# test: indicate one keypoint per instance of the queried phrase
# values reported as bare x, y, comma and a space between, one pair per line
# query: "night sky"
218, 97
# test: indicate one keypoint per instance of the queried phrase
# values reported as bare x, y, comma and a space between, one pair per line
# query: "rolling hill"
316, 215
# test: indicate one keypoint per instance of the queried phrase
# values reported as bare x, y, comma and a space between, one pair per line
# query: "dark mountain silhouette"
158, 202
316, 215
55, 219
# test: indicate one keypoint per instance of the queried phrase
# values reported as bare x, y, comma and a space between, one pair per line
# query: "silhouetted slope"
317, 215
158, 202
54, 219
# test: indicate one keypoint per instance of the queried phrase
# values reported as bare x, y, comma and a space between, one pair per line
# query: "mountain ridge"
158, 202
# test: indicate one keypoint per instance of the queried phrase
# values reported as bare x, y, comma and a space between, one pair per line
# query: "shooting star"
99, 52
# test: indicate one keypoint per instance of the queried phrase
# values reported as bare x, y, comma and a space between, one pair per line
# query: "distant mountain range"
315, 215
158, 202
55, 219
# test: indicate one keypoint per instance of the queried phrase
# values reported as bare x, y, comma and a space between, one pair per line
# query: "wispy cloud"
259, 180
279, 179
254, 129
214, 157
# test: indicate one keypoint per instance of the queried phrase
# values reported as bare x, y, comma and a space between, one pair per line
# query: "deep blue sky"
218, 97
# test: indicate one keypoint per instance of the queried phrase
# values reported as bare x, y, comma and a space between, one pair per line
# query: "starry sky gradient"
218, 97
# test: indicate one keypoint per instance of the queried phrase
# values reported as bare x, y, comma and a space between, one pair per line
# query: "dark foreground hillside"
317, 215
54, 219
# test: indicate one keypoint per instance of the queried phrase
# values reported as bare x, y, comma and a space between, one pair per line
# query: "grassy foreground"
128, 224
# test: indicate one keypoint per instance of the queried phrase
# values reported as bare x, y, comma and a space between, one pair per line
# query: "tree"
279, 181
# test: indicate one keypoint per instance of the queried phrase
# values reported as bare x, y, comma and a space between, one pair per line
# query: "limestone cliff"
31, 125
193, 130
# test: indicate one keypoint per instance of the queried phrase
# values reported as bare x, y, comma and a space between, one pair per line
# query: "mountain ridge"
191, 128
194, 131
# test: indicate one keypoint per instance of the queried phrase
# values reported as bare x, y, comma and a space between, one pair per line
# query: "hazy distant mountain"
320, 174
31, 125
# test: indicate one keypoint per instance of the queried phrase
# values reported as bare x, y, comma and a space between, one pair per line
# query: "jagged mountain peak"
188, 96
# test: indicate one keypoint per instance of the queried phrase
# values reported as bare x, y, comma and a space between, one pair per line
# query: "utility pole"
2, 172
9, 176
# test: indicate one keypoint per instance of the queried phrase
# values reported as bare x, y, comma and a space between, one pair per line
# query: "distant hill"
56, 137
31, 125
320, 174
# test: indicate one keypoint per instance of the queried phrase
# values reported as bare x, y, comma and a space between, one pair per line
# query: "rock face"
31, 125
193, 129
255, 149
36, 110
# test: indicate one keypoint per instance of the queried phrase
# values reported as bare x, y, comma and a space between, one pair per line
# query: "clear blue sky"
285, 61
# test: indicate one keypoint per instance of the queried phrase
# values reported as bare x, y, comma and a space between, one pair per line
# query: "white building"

----

#### [WHAT NEEDS TO BE DONE]
Every entry is to be copied exactly, with none omitted.

#### [OUTPUT BELOW]
# test: indicate one keypoint per instance of the queried phrase
# values reported as bare x, y, comma and a space between, one pair per line
# query: "night sky"
218, 97
# test: indicate one keypoint per instance of the queried phrase
# values reported as bare x, y, comma and a space between, one pair per line
# query: "rolling hill"
316, 215
# test: indicate one keypoint per instance of the queried phrase
# values reported as bare x, y, comma and a space between, one pair per line
# query: "dark mountain silhouette"
158, 202
316, 215
55, 219
# test: indicate one keypoint per instance of the queried phrase
# values reported as bare x, y, comma and a space between, one pair per line
# query: "silhouetted slope"
317, 215
158, 202
54, 219
# test: indicate one keypoint per instance of the queried phrase
# values reported as bare x, y, comma and a space between, one pair per line
# query: "mountain ridge"
158, 202
# test: indicate one keypoint per instance of the queried phrase
# values reported as bare x, y, comma and a space between, one pair per line
# query: "shooting star"
99, 52
# test: indicate one keypoint per instance of the queried phrase
# values reported as bare x, y, comma and a space between, one pair per line
# query: "distant mountain range"
315, 215
158, 202
55, 219
# test: indicate one keypoint per instance of the queried phrase
# values reported as bare x, y, comma and a space between, one pair per line
# query: "wispy cloud"
259, 180
279, 179
254, 129
214, 157
# test: indicate one keypoint per instance of the queried phrase
# values reported as bare x, y, comma and a space between, one pair per line
# query: "deep blue sky"
218, 97
# test: indicate one keypoint per instance of the queried phrase
# values reported as bare x, y, comma and a space between, one pair per line
# query: "starry sky gradient"
218, 97
# test: indicate one keypoint per instance of the queried phrase
# values reported as bare x, y, comma and a space between, one pair per line
# query: "dark foreground hillside"
317, 215
54, 219
# test: indicate one keypoint per instance of the queried phrase
# values reported as bare x, y, comma and a space between, one pair per line
# query: "grassy foreground"
128, 224
# test: indicate one keypoint per instance of the queried phrase
# values reported as bare x, y, comma and a space between, one pair per line
# query: "tree"
279, 181
# test: indicate one keypoint per instance of the queried phrase
# values reported as bare x, y, comma and a space between, one pair per line
# query: "limestone cliff"
31, 125
193, 130
# test: indicate one keypoint per instance of the queried phrase
# values reported as bare x, y, comma and a space between, one pair per line
# query: "mountain ridge"
191, 128
194, 131
# test: indicate one keypoint per instance of the queried phrase
# values reported as bare x, y, comma and a space between, one pair per line
# query: "hazy distant mountain"
320, 174
31, 125
# test: indicate one keypoint per instance of the queried phrase
# values reported as bare x, y, comma and a space between, one pair per line
# query: "jagged mountain peak"
188, 96
# test: indicate one keypoint per instance of the queried phrase
# values reported as bare x, y, comma and a space between, one pair per line
# query: "utility pole"
2, 172
9, 176
# test: indicate one keypoint per instance of the queried phrase
# values reported as bare x, y, comma and a space between, one pair per line
# query: "distant hill"
56, 137
31, 125
320, 174
# test: indicate one keypoint per instance of the queried phrase
# values reported as bare x, y, comma and a space between, one pair per line
# query: "rock face"
31, 125
193, 129
255, 149
36, 110
# test: indicate one keypoint per instance of the queried phrase
# values reported as bare x, y, comma and a space between, one pair per line
# query: "clear blue sky"
285, 61
# test: indicate one keypoint per instance of the queried phrase
# values reported as bare x, y, comma and a space between, one pair per line
# query: "white building"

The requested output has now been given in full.